-- Problem requirements --
Edit the material below by changing every "sample output" to "example output", keeping everything else the same.

-- Material shown --
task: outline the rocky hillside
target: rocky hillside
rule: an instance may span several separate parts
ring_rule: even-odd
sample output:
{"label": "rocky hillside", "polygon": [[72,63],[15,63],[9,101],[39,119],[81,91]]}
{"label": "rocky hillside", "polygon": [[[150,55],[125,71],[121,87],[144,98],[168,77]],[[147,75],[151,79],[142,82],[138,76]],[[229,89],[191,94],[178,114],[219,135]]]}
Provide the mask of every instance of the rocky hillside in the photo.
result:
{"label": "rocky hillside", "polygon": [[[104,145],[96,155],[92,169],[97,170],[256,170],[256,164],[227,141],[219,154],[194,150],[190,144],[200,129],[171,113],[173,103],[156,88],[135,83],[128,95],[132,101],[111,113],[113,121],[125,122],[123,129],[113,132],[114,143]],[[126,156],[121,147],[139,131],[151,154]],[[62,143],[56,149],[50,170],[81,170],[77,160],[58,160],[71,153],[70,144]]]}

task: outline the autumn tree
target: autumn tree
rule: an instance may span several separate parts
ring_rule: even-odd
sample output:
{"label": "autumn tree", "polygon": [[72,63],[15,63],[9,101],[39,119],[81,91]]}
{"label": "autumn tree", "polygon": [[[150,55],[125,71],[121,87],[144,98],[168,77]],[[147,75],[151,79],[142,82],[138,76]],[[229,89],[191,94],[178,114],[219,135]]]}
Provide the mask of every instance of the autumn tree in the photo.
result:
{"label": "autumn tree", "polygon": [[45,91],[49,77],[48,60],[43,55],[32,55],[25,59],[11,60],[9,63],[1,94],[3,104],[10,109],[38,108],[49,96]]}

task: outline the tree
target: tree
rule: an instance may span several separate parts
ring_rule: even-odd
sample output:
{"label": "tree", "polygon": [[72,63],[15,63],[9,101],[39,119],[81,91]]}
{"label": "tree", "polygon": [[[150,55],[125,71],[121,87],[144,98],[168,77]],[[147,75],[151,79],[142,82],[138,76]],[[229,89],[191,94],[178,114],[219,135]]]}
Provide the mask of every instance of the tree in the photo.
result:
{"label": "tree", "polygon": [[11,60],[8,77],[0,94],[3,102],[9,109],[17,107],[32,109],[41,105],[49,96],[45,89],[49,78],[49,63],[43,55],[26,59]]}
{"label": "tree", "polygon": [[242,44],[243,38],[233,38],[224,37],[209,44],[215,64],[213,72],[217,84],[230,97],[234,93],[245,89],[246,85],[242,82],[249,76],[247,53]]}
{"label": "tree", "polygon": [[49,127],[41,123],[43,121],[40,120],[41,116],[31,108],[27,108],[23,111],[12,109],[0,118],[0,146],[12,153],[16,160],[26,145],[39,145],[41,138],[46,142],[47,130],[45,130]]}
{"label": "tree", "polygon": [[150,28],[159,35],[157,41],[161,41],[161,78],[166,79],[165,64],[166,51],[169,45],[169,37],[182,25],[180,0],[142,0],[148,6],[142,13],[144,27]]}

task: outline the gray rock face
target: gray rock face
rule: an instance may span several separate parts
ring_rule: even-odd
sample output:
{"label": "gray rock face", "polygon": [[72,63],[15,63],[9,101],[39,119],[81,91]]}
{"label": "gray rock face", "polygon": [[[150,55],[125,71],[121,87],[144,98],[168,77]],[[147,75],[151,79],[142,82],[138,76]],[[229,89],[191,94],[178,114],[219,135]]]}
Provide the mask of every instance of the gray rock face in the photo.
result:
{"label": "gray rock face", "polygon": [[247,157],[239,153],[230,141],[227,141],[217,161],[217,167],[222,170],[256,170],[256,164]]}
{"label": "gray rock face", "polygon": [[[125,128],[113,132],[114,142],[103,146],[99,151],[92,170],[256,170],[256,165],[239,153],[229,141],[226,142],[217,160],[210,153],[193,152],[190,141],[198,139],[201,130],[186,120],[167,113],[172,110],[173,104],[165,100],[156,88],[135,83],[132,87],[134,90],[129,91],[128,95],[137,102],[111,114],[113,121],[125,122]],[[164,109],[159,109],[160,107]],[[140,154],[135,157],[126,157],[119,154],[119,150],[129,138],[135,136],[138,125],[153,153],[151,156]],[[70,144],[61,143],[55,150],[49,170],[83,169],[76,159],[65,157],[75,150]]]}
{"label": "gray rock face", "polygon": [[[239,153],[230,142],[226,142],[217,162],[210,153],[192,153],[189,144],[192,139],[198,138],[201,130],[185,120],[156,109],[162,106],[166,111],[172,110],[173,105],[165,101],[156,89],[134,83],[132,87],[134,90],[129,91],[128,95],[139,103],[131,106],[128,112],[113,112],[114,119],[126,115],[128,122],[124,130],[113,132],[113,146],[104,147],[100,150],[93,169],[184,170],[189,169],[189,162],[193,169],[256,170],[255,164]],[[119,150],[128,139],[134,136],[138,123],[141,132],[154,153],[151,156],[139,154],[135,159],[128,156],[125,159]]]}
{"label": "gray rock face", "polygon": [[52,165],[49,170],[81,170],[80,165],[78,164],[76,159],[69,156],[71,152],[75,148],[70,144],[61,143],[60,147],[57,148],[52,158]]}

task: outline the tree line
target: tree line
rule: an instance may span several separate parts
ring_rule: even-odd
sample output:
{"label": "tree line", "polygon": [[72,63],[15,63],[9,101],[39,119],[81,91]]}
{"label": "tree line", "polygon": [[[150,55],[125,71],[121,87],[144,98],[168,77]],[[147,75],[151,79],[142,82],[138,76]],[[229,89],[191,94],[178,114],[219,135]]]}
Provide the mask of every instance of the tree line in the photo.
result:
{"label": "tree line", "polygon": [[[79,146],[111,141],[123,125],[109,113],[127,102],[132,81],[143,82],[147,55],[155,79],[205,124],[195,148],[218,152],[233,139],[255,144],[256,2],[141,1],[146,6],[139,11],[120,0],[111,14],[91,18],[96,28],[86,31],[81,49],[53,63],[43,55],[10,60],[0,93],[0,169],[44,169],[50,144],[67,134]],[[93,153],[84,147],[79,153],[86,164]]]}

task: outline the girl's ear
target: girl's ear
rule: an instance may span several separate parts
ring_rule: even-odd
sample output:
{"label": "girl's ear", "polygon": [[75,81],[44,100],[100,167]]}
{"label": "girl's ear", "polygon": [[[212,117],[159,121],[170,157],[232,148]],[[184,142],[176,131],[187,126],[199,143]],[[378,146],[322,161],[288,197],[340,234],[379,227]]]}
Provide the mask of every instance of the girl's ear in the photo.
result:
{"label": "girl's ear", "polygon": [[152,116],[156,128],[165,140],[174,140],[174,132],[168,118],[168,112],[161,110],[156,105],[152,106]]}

-- Output below --
task: outline the rocky hillside
target: rocky hillside
rule: an instance may span several separate parts
ring_rule: even-odd
example output:
{"label": "rocky hillside", "polygon": [[72,63],[15,63],[9,101],[39,119],[81,91]]}
{"label": "rocky hillside", "polygon": [[[150,55],[125,71],[121,87],[144,98],[168,77]],[[147,75],[151,79],[142,82],[138,76]],[[229,89],[191,94],[178,114],[219,135]]]}
Provide the mask of every instance of the rocky hillside in the photo.
result:
{"label": "rocky hillside", "polygon": [[[104,145],[96,155],[92,169],[97,170],[256,170],[256,164],[227,141],[219,154],[194,150],[190,144],[200,129],[171,113],[173,103],[156,88],[135,83],[128,95],[132,101],[111,113],[113,121],[125,122],[123,129],[113,132],[114,143]],[[126,156],[121,147],[139,131],[151,154]],[[62,143],[56,149],[50,170],[81,170],[77,160],[58,160],[71,153],[70,144]]]}

task: outline the autumn tree
target: autumn tree
rule: an instance may span several separate parts
ring_rule: even-odd
example output:
{"label": "autumn tree", "polygon": [[72,63],[15,63],[9,101],[39,119],[81,91]]}
{"label": "autumn tree", "polygon": [[[150,55],[125,71],[121,87],[144,98],[168,77]],[[147,75],[151,79],[142,82],[138,76]],[[229,89],[191,94],[178,114],[219,135]]]}
Provide the mask of every instance of the autumn tree in the photo.
result:
{"label": "autumn tree", "polygon": [[45,91],[49,77],[48,60],[43,55],[32,55],[25,59],[11,60],[9,63],[1,94],[3,104],[10,109],[38,108],[49,96]]}

task: outline the tree
target: tree
rule: an instance may span several separate parts
ring_rule: even-odd
example output:
{"label": "tree", "polygon": [[72,63],[15,63],[9,101],[39,119],[81,91]]}
{"label": "tree", "polygon": [[[150,55],[125,71],[121,87],[144,98],[168,77]],[[147,75],[151,79],[142,82],[138,76]],[[229,89],[191,94],[178,114],[219,135]]]}
Provide the mask of every instance of the tree in the photo.
result:
{"label": "tree", "polygon": [[11,60],[8,77],[0,94],[3,102],[9,109],[17,107],[32,109],[41,105],[49,96],[45,89],[49,78],[49,63],[43,55],[26,59]]}
{"label": "tree", "polygon": [[242,44],[243,38],[233,38],[224,37],[209,44],[215,64],[213,72],[217,84],[230,97],[234,93],[245,89],[246,85],[242,82],[249,76],[247,53]]}
{"label": "tree", "polygon": [[49,127],[41,123],[43,121],[40,120],[41,116],[31,108],[27,108],[23,111],[12,109],[0,118],[0,146],[12,153],[16,160],[26,145],[39,145],[41,138],[46,142],[47,130],[45,130]]}
{"label": "tree", "polygon": [[150,28],[159,35],[157,41],[161,41],[161,78],[166,79],[165,64],[166,51],[169,45],[169,37],[182,25],[180,0],[142,0],[148,6],[142,13],[144,27]]}

task: outline the gray rock face
target: gray rock face
rule: an instance may span several separate parts
ring_rule: even-odd
example output:
{"label": "gray rock face", "polygon": [[72,63],[15,63],[9,101],[39,119],[81,91]]}
{"label": "gray rock face", "polygon": [[[150,55],[125,71],[121,87],[144,98],[168,77]],[[147,75],[151,79],[142,82],[138,76]],[[229,89],[191,94],[178,114],[219,135]]]}
Provide the mask of every instance of the gray rock face in the photo.
result:
{"label": "gray rock face", "polygon": [[247,157],[239,153],[230,141],[227,141],[217,161],[217,167],[222,170],[256,170],[256,164]]}
{"label": "gray rock face", "polygon": [[[125,128],[113,132],[114,142],[103,146],[99,151],[92,170],[256,170],[256,165],[239,153],[229,141],[226,142],[217,160],[210,153],[193,152],[190,141],[198,139],[201,130],[186,120],[167,113],[172,110],[173,104],[165,100],[156,88],[135,83],[132,87],[134,90],[129,91],[128,95],[137,102],[111,114],[113,121],[125,122]],[[164,109],[159,109],[160,107]],[[140,154],[135,157],[126,157],[119,154],[119,150],[129,138],[135,136],[138,125],[153,153],[151,156]],[[70,144],[61,143],[55,150],[49,170],[83,169],[76,159],[65,157],[75,150]]]}
{"label": "gray rock face", "polygon": [[[239,153],[230,142],[226,142],[217,162],[210,153],[192,153],[189,144],[192,139],[198,138],[201,130],[185,120],[156,109],[162,106],[166,111],[172,110],[173,105],[165,101],[156,89],[134,83],[132,87],[134,90],[129,91],[128,95],[139,103],[131,106],[128,112],[113,112],[114,119],[126,115],[128,122],[124,130],[113,132],[113,146],[104,147],[100,150],[93,169],[184,170],[189,169],[189,162],[193,169],[256,170],[255,164]],[[119,150],[128,139],[134,136],[138,123],[141,132],[154,153],[151,156],[139,154],[135,159],[128,156],[125,159]]]}
{"label": "gray rock face", "polygon": [[52,165],[49,170],[81,170],[80,165],[78,164],[76,159],[69,156],[71,152],[75,148],[70,144],[61,143],[60,147],[57,148],[52,158]]}

task: outline the tree line
target: tree line
rule: an instance may span several separate parts
ring_rule: even-odd
example output:
{"label": "tree line", "polygon": [[72,63],[15,63],[9,101],[39,119],[81,91]]}
{"label": "tree line", "polygon": [[[150,55],[125,71],[121,87],[144,98],[168,77]],[[147,75],[151,79],[142,82],[138,76]],[[229,89],[191,94],[178,114],[219,135]]]}
Provide the mask of every instance of the tree line in the photo.
result:
{"label": "tree line", "polygon": [[[79,146],[111,141],[123,125],[109,113],[127,102],[132,81],[143,82],[147,55],[155,79],[205,124],[195,148],[218,152],[233,139],[255,144],[256,2],[141,1],[146,6],[139,11],[120,0],[111,14],[91,18],[96,28],[86,31],[81,49],[53,63],[43,55],[10,60],[0,93],[0,169],[44,169],[50,144],[67,134]],[[93,153],[84,147],[79,153],[86,164]]]}

task: outline the girl's ear
target: girl's ear
rule: an instance may span several separate parts
ring_rule: even-odd
example output:
{"label": "girl's ear", "polygon": [[75,81],[44,100],[100,167]]}
{"label": "girl's ear", "polygon": [[[212,117],[159,121],[170,157],[232,148]],[[184,142],[176,131],[187,126],[199,143]],[[378,146],[322,161],[288,197],[340,234],[379,227]]]}
Provide the mask of every instance of the girl's ear in the photo.
result:
{"label": "girl's ear", "polygon": [[152,116],[156,128],[165,140],[174,140],[174,132],[168,118],[168,112],[161,110],[156,105],[152,106]]}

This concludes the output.